**RECORDS FOR PROCESSING:**
********
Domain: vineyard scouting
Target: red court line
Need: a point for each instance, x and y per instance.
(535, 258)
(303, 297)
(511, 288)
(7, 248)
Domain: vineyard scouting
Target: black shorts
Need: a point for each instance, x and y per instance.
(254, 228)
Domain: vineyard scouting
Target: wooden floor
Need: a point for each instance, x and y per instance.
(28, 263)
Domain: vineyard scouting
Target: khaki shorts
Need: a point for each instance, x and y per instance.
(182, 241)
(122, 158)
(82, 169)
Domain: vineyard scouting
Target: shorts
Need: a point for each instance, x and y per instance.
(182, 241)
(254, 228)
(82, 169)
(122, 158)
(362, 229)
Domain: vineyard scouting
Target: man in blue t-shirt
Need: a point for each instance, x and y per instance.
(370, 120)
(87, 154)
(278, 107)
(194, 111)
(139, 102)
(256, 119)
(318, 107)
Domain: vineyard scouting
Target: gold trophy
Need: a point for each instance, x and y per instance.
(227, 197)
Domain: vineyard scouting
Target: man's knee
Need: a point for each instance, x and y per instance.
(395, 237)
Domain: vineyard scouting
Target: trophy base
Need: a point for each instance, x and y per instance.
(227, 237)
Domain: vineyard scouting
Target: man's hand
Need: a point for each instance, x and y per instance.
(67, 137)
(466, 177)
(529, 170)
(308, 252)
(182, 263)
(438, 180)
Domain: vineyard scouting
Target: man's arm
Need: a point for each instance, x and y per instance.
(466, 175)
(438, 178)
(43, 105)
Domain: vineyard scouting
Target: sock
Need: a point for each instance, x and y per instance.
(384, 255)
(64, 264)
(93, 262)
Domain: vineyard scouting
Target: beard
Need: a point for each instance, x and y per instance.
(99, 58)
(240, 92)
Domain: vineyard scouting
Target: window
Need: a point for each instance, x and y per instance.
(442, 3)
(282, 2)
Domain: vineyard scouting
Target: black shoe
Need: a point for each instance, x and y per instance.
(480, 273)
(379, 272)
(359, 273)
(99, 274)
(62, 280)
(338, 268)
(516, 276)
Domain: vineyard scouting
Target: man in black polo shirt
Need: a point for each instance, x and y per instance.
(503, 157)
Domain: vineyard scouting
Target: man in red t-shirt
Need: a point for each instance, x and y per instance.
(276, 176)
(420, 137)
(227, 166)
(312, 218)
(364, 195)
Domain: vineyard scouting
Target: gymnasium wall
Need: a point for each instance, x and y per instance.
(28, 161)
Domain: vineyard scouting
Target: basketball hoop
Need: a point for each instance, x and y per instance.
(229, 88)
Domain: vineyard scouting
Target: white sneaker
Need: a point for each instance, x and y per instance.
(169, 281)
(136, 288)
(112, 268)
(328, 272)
********
**TASK STATEMENT:** Write the whole listing out again, exactly as it appears above.

**REPLY:**
Domain: vineyard scouting
Target: red court line
Need: a point for each instance, x and y per instance.
(535, 258)
(303, 297)
(511, 288)
(7, 248)
Domain: vineyard scouting
Target: black shorts
Need: a point for each instance, x and y per instance.
(254, 228)
Domain: vineyard scouting
Target: wooden floor
Need: a point for each instance, x and y per instance.
(28, 263)
Domain: vineyard scouting
Target: khaki shorts
Need: a point for each instance, x and y per instance.
(182, 241)
(122, 158)
(82, 169)
Domain: vineyard scouting
Target: shorts
Need: a point for each instance, x and y per instance.
(182, 241)
(254, 228)
(82, 169)
(122, 158)
(362, 229)
Domain: vineyard scouting
Target: man in blue t-shirt
Need: a point for each instance, x and y per instance.
(370, 120)
(87, 154)
(278, 107)
(194, 111)
(139, 102)
(256, 119)
(318, 107)
Domain: vineyard scouting
Target: gold trophy
Need: a point for each instance, x and y per instance.
(227, 197)
Domain: vineyard scouting
Target: man's knee
Need: a point for each instance, x and y per instance.
(395, 237)
Domain: vineyard scouting
Target: trophy base
Need: a point for each instance, x and y per instance.
(227, 237)
Domain: vineyard scouting
Target: man's hand
Need: a point for each instance, x and y per instance.
(67, 137)
(466, 177)
(529, 170)
(308, 252)
(182, 263)
(438, 180)
Domain: vineyard scouting
Target: man's arm
Need: a point for each instance, x and y per instance.
(466, 175)
(438, 178)
(43, 105)
Domain: vineyard scouting
Target: sock
Need: a point for each instance, x and y per instance.
(384, 255)
(64, 264)
(93, 262)
Domain: vineyard scouting
Target: beard
Need: a point for each instance, x and y per instance.
(99, 58)
(240, 92)
Domain: vineyard scouting
Target: window
Need: a point for each instance, x and y per instance.
(442, 3)
(282, 2)
Domain: vineyard scouting
Target: black shoe
Need: a point for each instance, x and y per instance.
(480, 273)
(379, 272)
(359, 273)
(99, 274)
(62, 280)
(338, 268)
(516, 276)
Domain: vineyard scouting
Target: man in black polo shirt
Need: a point for each instance, x and y per instance.
(503, 157)
Domain: vineyard scouting
Target: man in red t-shirt
Need: a point for each instance, x and y per instance.
(276, 176)
(420, 137)
(227, 166)
(312, 218)
(364, 195)
Domain: vineyard scouting
Target: gymnasium wall
Need: a point for each instance, x and y per instance.
(28, 161)
Domain: vineyard scouting
Target: basketball hoop
Need: a point for each instance, x and y per instance.
(229, 88)
Domain: vineyard scouting
Target: white sneaker
Need: a point for each instance, x and y per instance.
(169, 281)
(136, 288)
(112, 268)
(328, 272)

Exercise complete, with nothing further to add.